- Information shown
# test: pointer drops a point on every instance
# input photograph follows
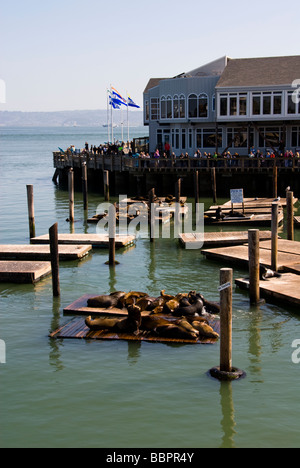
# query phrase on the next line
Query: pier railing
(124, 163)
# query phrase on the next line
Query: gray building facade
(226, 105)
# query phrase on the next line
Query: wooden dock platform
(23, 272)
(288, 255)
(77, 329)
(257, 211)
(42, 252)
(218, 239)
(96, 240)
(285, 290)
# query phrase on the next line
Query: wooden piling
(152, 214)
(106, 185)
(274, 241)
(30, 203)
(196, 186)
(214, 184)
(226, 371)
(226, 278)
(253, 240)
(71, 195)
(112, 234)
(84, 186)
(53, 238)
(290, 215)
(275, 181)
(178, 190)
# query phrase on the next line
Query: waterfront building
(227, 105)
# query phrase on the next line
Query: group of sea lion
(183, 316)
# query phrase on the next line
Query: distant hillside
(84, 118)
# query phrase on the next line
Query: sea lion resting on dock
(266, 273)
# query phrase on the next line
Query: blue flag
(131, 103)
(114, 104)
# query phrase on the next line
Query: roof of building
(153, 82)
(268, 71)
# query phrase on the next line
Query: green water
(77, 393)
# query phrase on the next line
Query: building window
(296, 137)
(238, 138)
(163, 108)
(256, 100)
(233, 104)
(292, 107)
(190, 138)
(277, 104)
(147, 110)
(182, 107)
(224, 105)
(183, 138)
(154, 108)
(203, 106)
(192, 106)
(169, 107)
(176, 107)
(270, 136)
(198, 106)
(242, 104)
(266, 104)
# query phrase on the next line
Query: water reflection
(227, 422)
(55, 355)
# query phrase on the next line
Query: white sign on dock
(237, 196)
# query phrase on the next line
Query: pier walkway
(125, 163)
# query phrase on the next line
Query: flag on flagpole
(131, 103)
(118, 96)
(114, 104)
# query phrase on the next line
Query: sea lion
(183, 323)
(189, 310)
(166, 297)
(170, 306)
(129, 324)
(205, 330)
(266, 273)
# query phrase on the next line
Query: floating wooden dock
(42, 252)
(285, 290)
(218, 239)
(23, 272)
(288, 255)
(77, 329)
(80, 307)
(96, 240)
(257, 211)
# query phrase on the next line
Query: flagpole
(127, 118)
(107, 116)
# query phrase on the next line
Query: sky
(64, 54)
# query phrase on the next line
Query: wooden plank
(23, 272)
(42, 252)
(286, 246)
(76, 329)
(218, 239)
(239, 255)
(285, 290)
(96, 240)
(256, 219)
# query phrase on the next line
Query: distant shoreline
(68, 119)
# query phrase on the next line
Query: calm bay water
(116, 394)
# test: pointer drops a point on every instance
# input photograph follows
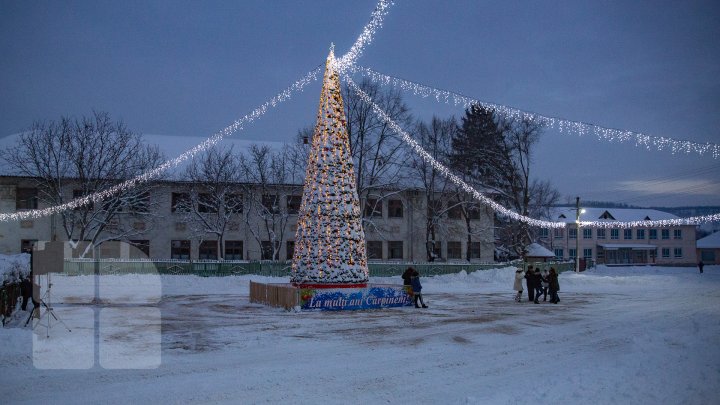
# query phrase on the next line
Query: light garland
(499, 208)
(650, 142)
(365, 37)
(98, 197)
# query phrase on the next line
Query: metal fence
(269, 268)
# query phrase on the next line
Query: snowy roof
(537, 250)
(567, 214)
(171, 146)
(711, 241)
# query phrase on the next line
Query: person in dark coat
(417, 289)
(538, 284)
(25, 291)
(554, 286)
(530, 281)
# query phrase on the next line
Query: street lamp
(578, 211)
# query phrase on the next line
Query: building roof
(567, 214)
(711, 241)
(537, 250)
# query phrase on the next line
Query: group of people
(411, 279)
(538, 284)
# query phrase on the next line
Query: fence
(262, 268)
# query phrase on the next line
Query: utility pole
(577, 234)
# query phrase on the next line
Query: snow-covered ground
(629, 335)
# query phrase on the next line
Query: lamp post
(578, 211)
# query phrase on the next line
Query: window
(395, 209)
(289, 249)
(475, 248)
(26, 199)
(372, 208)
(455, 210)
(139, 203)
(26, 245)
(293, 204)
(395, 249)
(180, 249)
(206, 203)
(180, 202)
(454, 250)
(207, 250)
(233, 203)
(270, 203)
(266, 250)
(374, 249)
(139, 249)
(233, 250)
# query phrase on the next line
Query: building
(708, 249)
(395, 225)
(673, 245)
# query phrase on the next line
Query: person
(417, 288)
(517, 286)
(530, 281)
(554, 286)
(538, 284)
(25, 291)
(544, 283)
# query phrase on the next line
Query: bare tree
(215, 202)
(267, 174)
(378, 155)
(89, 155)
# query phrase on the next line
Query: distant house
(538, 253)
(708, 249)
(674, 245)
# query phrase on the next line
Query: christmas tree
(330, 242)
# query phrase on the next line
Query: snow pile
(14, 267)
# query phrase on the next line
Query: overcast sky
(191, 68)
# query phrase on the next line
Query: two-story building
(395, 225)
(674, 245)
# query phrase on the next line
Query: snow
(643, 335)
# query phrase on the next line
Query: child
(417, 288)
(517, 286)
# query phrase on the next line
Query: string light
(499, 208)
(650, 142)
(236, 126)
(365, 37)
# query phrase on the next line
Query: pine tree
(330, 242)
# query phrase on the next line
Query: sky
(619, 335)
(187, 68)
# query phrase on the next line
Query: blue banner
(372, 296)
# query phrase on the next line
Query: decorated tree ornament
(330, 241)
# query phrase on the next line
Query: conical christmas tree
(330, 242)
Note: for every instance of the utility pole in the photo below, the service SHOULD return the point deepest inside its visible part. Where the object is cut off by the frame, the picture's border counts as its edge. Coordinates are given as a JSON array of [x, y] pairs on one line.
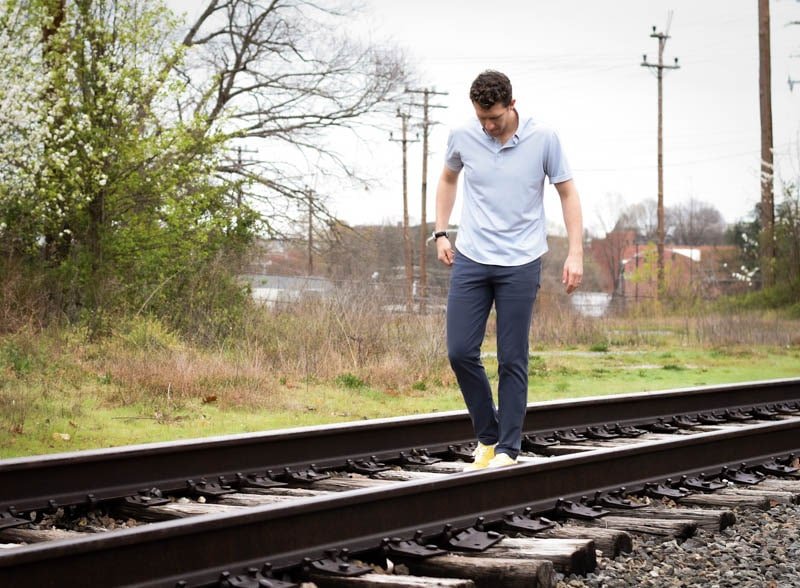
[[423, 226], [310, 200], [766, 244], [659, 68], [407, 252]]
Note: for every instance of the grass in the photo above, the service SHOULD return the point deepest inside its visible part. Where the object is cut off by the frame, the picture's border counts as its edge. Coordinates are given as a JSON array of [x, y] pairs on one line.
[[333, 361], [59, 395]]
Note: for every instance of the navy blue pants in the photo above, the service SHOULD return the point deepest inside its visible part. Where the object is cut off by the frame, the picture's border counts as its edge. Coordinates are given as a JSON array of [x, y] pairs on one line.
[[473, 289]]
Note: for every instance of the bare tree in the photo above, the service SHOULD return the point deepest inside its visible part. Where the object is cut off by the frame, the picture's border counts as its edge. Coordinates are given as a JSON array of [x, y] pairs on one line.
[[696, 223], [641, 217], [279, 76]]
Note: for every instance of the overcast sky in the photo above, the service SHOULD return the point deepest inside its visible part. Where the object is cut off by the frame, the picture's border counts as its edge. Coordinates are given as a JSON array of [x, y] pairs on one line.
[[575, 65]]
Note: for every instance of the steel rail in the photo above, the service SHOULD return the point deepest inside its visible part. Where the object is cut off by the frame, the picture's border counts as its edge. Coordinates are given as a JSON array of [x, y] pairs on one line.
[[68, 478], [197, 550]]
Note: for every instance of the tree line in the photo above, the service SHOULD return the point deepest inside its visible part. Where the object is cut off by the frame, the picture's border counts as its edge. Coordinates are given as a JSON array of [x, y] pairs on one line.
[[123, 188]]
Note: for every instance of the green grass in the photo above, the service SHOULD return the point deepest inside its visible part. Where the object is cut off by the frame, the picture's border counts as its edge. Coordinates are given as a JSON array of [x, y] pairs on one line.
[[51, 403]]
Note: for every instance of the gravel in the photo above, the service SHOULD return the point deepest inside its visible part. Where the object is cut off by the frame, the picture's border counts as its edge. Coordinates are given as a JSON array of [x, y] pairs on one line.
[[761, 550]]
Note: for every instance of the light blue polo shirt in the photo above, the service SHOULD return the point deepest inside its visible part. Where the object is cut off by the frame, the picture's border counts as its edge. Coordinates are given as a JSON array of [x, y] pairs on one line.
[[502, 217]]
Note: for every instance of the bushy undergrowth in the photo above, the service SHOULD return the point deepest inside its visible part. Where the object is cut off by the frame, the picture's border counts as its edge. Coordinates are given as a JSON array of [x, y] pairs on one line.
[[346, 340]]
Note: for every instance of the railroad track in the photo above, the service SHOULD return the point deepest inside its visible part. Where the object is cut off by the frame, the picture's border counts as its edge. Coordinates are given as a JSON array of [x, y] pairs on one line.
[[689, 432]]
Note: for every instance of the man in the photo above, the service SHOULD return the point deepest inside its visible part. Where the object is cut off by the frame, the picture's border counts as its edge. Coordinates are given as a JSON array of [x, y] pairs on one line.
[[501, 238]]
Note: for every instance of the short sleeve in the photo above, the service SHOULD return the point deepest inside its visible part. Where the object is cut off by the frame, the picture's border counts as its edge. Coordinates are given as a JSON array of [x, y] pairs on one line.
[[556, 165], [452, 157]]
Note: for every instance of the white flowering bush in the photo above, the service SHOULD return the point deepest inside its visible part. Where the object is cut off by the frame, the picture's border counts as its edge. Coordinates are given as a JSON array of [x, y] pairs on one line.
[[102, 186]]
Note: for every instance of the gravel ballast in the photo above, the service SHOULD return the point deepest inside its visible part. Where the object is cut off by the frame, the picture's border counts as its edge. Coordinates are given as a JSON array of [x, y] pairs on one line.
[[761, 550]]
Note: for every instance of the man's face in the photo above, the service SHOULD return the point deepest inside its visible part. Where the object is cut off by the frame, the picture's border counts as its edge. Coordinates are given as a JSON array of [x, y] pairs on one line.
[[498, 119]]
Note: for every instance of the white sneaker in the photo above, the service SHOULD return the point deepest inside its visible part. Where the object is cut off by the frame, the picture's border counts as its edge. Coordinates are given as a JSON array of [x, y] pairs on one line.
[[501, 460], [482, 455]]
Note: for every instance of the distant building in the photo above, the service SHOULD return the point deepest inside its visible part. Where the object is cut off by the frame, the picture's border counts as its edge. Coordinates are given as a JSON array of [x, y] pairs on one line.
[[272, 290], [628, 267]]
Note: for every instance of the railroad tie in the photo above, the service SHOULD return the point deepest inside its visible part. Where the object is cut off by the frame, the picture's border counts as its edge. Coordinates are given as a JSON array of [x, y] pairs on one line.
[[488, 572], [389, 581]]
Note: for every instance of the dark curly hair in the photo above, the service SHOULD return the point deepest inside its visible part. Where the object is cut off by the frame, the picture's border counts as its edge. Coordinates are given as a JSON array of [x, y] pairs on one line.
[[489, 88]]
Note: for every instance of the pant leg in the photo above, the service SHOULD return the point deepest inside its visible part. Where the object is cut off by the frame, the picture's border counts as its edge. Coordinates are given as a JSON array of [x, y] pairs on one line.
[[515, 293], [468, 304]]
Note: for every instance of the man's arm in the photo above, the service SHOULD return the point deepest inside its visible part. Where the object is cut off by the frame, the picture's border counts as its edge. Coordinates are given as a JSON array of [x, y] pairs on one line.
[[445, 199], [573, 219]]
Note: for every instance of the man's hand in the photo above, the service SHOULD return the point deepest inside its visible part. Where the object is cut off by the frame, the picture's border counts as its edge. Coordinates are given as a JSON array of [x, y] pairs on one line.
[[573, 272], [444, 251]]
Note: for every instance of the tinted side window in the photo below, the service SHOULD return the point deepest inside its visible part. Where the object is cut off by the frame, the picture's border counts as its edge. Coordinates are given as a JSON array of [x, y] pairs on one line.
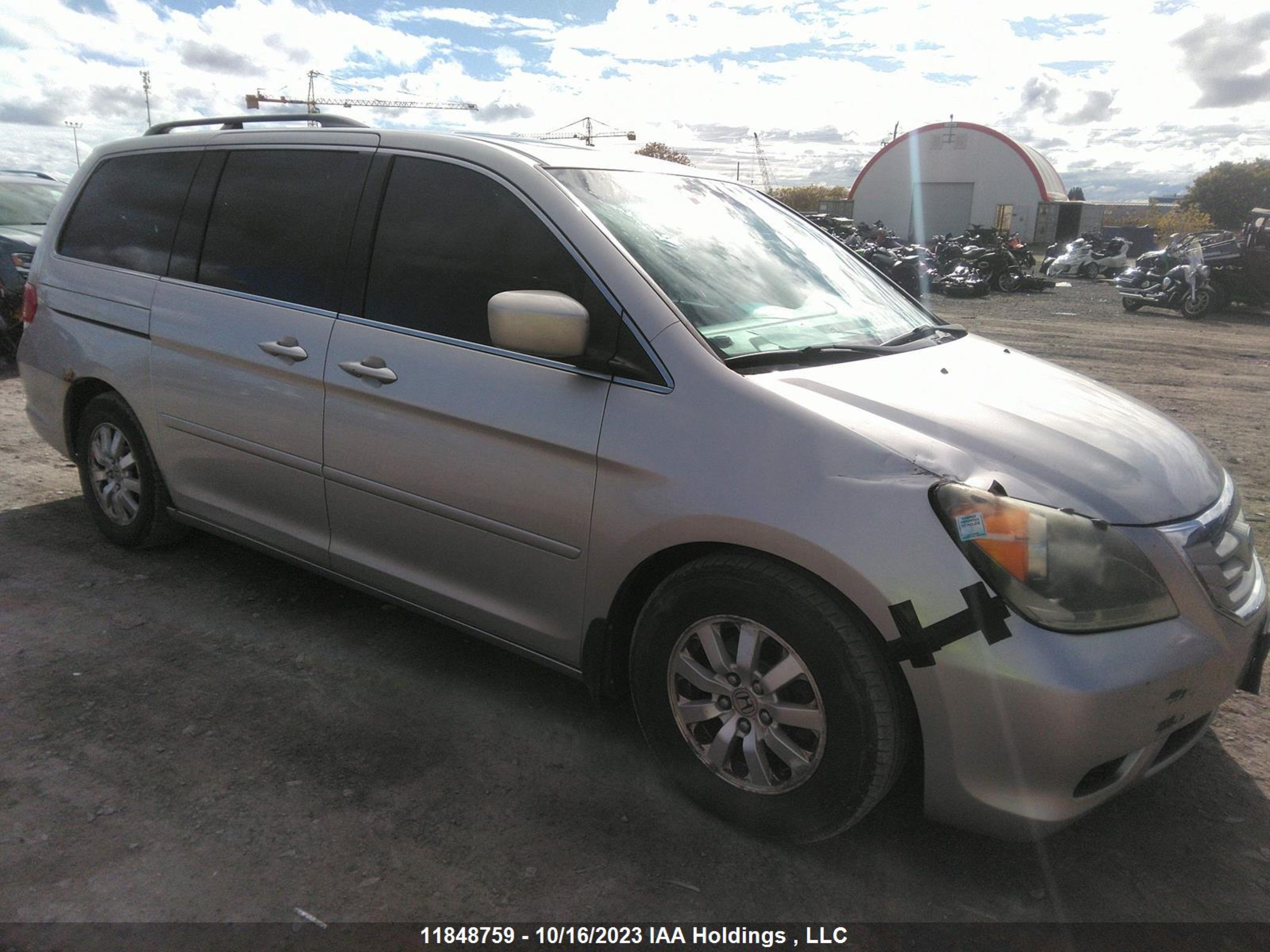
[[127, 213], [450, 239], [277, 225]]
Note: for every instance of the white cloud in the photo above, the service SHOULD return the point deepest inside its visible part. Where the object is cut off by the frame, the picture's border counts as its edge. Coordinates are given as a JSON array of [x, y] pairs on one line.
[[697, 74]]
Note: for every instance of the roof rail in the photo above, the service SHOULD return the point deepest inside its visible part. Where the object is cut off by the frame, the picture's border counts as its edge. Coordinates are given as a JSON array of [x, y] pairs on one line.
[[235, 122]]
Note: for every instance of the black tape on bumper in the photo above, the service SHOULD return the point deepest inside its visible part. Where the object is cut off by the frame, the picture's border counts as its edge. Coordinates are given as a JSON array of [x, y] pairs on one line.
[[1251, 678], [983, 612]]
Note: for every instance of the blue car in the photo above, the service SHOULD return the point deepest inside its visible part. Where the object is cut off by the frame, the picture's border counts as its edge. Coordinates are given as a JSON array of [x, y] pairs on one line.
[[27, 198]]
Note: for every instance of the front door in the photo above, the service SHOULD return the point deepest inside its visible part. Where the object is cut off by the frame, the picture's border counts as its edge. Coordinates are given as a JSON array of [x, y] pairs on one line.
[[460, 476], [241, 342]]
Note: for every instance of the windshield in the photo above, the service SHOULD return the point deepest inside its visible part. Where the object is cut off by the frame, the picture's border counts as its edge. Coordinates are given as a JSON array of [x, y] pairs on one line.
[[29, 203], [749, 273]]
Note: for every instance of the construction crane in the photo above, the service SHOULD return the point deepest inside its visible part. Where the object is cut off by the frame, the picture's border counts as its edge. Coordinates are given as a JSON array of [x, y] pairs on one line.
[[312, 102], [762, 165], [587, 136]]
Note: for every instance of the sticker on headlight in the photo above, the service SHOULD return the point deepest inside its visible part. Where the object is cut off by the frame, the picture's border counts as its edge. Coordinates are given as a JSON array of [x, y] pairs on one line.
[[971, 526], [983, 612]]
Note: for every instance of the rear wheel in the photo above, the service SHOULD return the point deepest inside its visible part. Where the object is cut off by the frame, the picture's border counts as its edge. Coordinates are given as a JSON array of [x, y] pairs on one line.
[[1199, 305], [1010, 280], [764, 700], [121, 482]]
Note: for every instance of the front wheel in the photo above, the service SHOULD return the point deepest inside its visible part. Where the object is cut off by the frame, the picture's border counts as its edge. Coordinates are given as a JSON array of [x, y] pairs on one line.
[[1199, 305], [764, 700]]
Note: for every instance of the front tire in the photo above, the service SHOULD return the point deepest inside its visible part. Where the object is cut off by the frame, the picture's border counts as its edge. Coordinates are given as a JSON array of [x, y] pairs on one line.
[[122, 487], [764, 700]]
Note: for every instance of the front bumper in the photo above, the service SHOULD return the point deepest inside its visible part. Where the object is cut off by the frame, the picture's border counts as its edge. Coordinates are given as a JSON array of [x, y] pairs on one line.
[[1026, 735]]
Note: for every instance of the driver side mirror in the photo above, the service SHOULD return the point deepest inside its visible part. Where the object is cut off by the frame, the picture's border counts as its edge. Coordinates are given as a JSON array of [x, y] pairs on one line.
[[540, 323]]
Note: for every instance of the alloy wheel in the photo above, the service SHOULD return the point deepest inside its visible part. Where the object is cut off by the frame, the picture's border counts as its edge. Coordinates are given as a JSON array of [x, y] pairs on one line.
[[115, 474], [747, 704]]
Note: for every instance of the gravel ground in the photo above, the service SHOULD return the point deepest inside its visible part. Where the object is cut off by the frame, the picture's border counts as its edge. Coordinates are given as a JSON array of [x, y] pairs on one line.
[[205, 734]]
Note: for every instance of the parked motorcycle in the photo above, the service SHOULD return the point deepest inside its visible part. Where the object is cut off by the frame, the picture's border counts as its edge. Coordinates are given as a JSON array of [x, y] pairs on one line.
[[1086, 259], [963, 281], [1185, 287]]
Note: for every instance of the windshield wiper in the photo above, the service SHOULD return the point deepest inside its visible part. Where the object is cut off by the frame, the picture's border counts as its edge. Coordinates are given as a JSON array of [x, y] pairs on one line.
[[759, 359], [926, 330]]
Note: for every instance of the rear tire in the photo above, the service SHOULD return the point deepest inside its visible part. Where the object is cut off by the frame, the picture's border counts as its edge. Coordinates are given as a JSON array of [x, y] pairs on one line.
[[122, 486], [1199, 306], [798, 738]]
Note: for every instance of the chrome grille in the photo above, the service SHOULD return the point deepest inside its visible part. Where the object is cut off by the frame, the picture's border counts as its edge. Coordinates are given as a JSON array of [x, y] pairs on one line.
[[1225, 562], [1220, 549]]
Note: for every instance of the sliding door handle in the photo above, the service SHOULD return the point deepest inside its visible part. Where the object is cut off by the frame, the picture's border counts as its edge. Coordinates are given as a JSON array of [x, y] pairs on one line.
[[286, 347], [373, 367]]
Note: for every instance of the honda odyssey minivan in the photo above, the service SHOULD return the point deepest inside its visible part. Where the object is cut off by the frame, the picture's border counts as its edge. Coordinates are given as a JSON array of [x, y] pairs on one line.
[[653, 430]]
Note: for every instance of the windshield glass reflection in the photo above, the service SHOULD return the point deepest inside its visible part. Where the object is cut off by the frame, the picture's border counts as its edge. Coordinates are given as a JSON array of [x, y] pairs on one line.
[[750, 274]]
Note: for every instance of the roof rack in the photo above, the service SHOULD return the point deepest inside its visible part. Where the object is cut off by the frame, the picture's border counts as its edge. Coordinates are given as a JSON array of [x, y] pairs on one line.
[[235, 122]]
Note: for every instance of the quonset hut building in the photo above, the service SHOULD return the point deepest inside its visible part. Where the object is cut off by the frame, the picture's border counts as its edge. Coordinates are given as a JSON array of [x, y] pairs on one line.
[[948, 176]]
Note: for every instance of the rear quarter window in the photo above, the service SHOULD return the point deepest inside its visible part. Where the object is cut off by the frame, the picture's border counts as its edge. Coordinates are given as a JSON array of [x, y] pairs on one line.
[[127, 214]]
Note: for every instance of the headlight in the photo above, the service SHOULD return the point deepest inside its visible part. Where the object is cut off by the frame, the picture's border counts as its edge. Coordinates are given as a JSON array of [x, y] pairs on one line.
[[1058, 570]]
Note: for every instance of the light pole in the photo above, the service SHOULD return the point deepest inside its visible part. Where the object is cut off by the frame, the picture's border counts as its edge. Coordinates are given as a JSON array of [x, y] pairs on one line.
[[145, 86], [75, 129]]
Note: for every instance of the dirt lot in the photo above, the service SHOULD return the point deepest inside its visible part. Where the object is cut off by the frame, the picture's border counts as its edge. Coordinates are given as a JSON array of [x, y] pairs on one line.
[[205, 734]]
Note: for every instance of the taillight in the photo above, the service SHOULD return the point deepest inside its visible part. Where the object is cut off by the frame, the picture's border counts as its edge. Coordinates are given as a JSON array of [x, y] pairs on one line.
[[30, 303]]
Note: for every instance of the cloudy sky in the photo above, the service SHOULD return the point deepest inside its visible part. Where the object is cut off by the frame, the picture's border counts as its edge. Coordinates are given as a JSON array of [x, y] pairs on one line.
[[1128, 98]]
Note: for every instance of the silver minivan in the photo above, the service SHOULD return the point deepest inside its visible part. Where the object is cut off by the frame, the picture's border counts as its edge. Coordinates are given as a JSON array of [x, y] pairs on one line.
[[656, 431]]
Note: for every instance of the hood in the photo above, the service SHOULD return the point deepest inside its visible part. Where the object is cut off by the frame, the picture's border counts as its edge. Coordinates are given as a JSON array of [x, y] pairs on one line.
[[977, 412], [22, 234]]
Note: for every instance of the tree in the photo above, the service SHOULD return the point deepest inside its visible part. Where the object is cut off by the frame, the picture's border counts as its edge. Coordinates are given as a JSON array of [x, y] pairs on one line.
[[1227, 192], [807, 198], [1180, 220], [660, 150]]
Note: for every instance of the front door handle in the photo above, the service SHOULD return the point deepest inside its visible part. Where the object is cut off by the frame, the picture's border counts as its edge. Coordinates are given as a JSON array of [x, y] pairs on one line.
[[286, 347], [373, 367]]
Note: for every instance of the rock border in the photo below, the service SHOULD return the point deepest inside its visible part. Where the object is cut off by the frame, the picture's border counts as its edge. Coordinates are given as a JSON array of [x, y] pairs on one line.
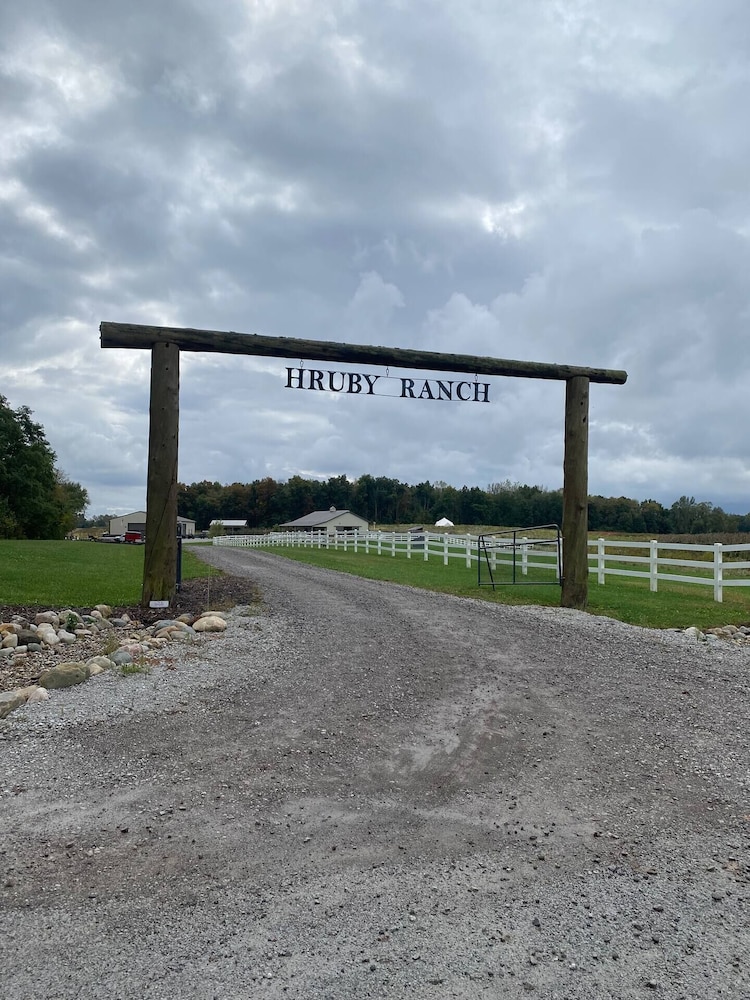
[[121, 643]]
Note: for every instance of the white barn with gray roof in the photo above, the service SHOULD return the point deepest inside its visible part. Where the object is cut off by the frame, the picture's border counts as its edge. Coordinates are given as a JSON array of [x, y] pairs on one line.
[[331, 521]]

- Task prompt
Please transcribe exactly the lines from the one that contains "Note: for every instance of the rock" through the closing line of the entries, with no pictures.

- Answer to the problem
Note: for every instance of the rock border in the photo below, the service SHOULD return the point deepest inside its visible part. Where the object is cut off by the frame, the picture's border counts as its edge. Coordinates are given as a JSON array of [x, y] pairs on one line.
[[121, 643]]
Note: for every instance of the white barn with gray roof in the photo above, the service SHOULD return the point deepest inside its visible part. Where the object is cut off by the frame, the picture's border counts as its edge. Coordinates are given as a JSON array of [x, y] pairs on one line.
[[331, 521]]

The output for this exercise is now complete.